(EXERCISE DATA)

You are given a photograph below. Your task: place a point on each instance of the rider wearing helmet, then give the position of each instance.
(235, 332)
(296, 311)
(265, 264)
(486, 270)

(End EXERCISE DATA)

▶ _WHAT THIS TASK INVOLVES_
Every entry above must be reproduced word for word.

▶ _RESPONSE BELOW_
You are given a photograph below. Your task: place a point on each instance of the rider wearing helmet, then give the position of each instance.
(235, 332)
(296, 311)
(265, 264)
(486, 270)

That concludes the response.